▽

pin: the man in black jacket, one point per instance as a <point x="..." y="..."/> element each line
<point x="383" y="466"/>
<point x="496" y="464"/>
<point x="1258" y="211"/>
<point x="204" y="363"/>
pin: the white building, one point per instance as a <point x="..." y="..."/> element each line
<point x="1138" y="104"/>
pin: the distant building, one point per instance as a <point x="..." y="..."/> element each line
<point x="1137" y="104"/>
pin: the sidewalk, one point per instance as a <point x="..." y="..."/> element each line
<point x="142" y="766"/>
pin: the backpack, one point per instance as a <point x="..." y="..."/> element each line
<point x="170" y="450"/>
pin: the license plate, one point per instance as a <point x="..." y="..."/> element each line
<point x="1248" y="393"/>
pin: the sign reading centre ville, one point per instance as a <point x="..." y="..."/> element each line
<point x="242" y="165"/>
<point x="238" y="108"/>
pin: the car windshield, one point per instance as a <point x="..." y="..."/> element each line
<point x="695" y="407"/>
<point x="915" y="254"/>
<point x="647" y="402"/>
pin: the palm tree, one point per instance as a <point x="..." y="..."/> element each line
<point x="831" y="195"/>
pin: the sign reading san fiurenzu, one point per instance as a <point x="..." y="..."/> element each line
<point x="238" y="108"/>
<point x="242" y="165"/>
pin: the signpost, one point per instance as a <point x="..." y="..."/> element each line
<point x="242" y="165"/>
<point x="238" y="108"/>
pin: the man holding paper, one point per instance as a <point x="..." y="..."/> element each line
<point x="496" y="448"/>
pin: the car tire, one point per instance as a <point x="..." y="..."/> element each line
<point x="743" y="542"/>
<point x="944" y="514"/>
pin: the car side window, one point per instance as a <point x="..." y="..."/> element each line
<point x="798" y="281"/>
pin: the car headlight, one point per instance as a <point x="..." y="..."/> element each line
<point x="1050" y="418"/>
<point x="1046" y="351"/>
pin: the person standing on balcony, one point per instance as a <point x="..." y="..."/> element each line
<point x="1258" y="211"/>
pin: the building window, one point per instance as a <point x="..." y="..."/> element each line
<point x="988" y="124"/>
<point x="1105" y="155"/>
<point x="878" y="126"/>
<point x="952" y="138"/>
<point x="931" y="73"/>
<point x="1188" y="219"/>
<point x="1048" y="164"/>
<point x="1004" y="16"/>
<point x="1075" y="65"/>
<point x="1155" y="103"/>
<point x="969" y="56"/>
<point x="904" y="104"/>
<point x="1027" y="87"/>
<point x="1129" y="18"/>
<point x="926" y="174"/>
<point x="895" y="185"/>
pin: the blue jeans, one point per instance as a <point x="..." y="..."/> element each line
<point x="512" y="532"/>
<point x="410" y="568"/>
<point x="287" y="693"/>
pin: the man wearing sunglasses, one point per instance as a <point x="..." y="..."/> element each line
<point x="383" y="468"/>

△

What the task requires> Give an exact repetition of all the material.

Solution to this problem>
pin: the man in black jacket, one point per instance as a <point x="..." y="..."/> element each line
<point x="383" y="466"/>
<point x="496" y="464"/>
<point x="1258" y="211"/>
<point x="204" y="363"/>
pin: the white building, one point per instance as a <point x="..." y="..."/> element each line
<point x="1138" y="104"/>
pin: the distant building, one point per instance as a <point x="..." y="..."/> element each line
<point x="1137" y="104"/>
pin: the sidewalk, one point per instance as a <point x="..." y="..."/> element each line
<point x="142" y="766"/>
pin: the backpack, one point per instance as a <point x="..." y="..."/> element each line
<point x="170" y="450"/>
pin: the license plate, one point per instance as a <point x="..." y="..."/> element each line
<point x="1248" y="393"/>
pin: the sign reading centre ville, one point per instance as a <point x="..." y="..."/> element each line
<point x="242" y="165"/>
<point x="238" y="108"/>
pin: the car windshield, one point per instance as a <point x="..." y="..."/> element each line
<point x="695" y="407"/>
<point x="915" y="254"/>
<point x="647" y="402"/>
pin: the palm tree, one point per instance as a <point x="..." y="..."/> element each line
<point x="831" y="195"/>
pin: the sign reading san fiurenzu, one point per instance as a <point x="..." y="..."/> element each line
<point x="238" y="108"/>
<point x="242" y="165"/>
pin: the signpost, one point per instance as a <point x="..." y="..."/> element each line
<point x="242" y="165"/>
<point x="238" y="108"/>
pin: the man holding paper, one point per instance as a <point x="..." y="..."/> element each line
<point x="496" y="448"/>
pin: the car tire, one point per instance as a <point x="..." y="..."/> element each line
<point x="743" y="542"/>
<point x="944" y="514"/>
pin: the car side window, one point per instance as a <point x="..." y="..."/> element each line
<point x="798" y="281"/>
pin: the car headlight, one point per instance as a <point x="..." y="..."/> element each line
<point x="1050" y="418"/>
<point x="1046" y="351"/>
pin: the person standing on balcony, one point per instance as a <point x="..." y="..."/> element each line
<point x="1258" y="211"/>
pin: the building window, one point per instance as a <point x="..." y="..."/> element each line
<point x="988" y="124"/>
<point x="1105" y="155"/>
<point x="878" y="126"/>
<point x="952" y="138"/>
<point x="931" y="73"/>
<point x="1188" y="219"/>
<point x="1048" y="164"/>
<point x="1004" y="16"/>
<point x="1075" y="65"/>
<point x="1155" y="103"/>
<point x="969" y="56"/>
<point x="904" y="104"/>
<point x="1027" y="87"/>
<point x="1129" y="18"/>
<point x="926" y="174"/>
<point x="895" y="185"/>
pin: the blue jeans, one point per instance as a <point x="..." y="..."/> element each line
<point x="512" y="532"/>
<point x="410" y="568"/>
<point x="287" y="693"/>
pin: the man wearing sunglasses, one point per instance as a <point x="..." y="..."/> element each line
<point x="383" y="468"/>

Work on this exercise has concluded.